ESTRATTO DEL DOCUMENTO:
▬▬▬▬▬▬▬▬▬▬

Il Conto personale del Pontefice 

A quel punto, vista la facilità con cui hanno mosso cifre enormi di denaro, gli sciacalli si sentono inarrestabili. Così decidono di mettere mano anche al Fondo Discrezionale per le spese del Santo Padre. Un conto presso Ubs i cui movimenti dovrebbero essere autorizzati proprio dal Pontefice. Eppure da lì Tirbassi e Perlasca riescono a prendere 20 milioni di sterline – pari a 22 milioni di euro – destinate a Torzi, che fattura inoltre 5 milioni come consulenza per altre operazioni immobiliari curate per conto dei monsignori: dall’hotel milanese in zona San Siro al palazzo sulla 5th Avenue di New York. C’è addirittura un albergo a Dubai.
Scavando i magistrati scoprono un ulteriore fronte dello scandalo: la cartolarizzazione dei crediti avanzati da ospedali privati e cooperative nei confronti delle Asl. E’ così che una serie di società si inseriscono così nei rapporti del Fatebenefratelli di Roma con la Regione Lazio. C’è poi il caso della Osa, cooperativa con cui il Vaticano apre una collaborazione e che grazie alla raccomandazione di Tirabassi riesce a firmare un contratto record con l’ospedale pediatrico Bambino Gesù. Un contratto la cui gestione sarà affidata a un soggetto che viene segnalato “per forti legami con ambienti e persone della camorra pugliese (Clan Campana e Sacra Corona Unità)“. È in questo contesto che nascono le condizioni, per Tirabassi e Torzi, di mettere in piedi l’operazione Gutt Sa “una manovra ben pianificata per realizzare un’ingente depredazione di risorse delle Segreteria di Stato che non ha eguali“.

▬▬▬▬▬▬▬▬▬▬

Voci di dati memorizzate
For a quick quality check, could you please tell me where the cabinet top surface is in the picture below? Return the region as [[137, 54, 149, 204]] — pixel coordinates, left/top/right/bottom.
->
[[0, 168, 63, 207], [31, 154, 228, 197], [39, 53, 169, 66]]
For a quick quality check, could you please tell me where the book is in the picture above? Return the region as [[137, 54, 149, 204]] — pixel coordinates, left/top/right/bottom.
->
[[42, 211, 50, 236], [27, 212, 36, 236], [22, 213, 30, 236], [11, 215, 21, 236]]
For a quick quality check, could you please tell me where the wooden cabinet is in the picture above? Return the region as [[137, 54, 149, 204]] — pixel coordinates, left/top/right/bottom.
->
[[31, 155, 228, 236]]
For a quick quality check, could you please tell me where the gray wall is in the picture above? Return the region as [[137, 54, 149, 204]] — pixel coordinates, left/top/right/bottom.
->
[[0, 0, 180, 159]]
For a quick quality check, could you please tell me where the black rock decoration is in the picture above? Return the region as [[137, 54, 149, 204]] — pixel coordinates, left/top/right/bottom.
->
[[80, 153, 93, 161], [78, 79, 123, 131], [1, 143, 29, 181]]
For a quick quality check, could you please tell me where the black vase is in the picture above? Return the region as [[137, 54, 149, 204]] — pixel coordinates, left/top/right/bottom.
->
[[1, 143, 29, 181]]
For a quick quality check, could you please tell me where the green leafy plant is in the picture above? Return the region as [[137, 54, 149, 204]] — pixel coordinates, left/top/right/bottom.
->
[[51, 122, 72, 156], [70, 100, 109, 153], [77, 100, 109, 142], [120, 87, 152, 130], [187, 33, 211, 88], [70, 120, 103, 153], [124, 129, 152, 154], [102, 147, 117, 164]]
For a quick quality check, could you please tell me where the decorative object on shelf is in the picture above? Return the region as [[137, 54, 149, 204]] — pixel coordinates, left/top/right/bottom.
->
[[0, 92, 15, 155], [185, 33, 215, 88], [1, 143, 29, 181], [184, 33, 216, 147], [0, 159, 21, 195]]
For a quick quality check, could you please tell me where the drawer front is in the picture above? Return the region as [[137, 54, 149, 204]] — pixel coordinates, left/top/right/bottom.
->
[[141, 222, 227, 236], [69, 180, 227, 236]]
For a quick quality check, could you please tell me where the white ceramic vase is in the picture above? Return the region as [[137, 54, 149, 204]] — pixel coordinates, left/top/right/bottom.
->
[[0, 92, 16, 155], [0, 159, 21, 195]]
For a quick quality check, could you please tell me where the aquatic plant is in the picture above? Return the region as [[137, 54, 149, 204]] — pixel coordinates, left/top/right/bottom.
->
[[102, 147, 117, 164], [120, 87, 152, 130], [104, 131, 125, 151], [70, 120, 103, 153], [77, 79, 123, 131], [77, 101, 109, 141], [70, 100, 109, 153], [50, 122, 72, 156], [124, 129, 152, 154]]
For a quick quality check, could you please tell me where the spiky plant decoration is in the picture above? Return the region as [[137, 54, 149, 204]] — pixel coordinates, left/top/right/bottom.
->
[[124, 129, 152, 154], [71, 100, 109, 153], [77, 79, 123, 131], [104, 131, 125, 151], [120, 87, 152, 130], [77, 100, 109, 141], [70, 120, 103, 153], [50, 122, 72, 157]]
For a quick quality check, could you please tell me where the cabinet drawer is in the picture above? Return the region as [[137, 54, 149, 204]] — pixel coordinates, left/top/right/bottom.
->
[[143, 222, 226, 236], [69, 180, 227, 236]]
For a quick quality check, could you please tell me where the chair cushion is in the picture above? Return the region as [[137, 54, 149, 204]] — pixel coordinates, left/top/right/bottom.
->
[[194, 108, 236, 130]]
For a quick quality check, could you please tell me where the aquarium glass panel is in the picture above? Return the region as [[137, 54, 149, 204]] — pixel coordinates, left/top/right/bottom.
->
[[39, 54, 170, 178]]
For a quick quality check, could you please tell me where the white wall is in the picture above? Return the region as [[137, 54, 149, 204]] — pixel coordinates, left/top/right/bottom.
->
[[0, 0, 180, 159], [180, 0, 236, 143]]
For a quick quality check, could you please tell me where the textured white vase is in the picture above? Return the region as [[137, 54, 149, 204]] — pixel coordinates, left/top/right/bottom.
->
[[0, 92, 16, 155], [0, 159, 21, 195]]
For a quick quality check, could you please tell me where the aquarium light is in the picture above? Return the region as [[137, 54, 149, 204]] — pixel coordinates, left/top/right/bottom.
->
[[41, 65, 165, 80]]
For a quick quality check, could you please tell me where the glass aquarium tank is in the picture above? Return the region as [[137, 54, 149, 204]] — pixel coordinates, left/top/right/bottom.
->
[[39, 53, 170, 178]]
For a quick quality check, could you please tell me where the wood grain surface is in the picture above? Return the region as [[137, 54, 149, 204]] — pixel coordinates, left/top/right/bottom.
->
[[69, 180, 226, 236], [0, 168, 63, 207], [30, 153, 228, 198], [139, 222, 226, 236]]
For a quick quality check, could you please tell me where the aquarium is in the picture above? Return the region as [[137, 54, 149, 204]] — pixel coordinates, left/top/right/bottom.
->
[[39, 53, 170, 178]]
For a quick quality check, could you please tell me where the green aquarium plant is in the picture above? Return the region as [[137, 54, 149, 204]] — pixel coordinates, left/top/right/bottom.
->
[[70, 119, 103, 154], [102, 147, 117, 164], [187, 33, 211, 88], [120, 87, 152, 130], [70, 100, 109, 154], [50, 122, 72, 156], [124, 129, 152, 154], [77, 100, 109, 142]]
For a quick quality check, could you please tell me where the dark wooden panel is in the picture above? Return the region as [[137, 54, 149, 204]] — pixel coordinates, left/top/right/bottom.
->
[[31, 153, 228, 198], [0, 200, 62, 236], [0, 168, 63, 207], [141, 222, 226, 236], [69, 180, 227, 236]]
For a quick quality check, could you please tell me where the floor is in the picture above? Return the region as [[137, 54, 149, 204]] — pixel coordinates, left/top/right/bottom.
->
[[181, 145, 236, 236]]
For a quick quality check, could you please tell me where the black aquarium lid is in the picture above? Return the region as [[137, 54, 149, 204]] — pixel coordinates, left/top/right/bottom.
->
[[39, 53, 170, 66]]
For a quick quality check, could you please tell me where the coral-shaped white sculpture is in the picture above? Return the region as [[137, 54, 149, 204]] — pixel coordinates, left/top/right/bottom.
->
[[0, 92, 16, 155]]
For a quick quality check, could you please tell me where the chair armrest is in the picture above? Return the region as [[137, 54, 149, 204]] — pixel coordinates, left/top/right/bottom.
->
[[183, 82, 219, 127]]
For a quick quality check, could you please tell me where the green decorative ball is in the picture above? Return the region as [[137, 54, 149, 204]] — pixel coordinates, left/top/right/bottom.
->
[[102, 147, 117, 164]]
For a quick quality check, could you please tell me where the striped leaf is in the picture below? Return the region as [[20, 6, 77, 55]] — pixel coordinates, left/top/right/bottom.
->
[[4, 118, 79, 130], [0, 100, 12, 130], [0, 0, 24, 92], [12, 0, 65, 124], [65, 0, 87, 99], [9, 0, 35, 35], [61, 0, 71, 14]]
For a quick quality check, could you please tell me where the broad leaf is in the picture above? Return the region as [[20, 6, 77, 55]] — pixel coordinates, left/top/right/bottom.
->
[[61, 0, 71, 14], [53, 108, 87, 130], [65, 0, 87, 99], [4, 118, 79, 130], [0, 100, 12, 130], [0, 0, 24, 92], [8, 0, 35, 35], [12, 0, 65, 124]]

▬▬▬▬▬▬▬▬▬▬

REQUISITI DEL COMPITO: Riscrivi sotto forma di elenco il paragrafo dell'estratto che comincia con «Scavando i magistrati», conservandone i fatti principali.

RISPOSTA ATTESA:
- Indagando, i magistrati scoprono un altro fronte dello scandalo: la cartolarizzazione dei crediti vantati da ospedali privati e cooperative nei confronti delle Asl.
- In questo modo alcune società si inseriscono nei rapporti tra il Fatebenefratelli di Roma e la Regione Lazio.
- La cooperativa Osa, con cui il Vaticano avvia una collaborazione, ottiene un contratto record con l'ospedale pediatrico Bambino Gesù grazie alla raccomandazione di Tirabassi.
- La gestione del contratto viene affidata a un soggetto segnalato per forti legami con ambienti e persone della camorra pugliese (Clan Campana e Sacra Corona Unità).
- In questo contesto nascono per Tirabassi e Torzi le condizioni per l'operazione Gutt Sa, definita una manovra ben pianificata per un'ingente depredazione delle risorse della Segreteria di Stato, senza eguali.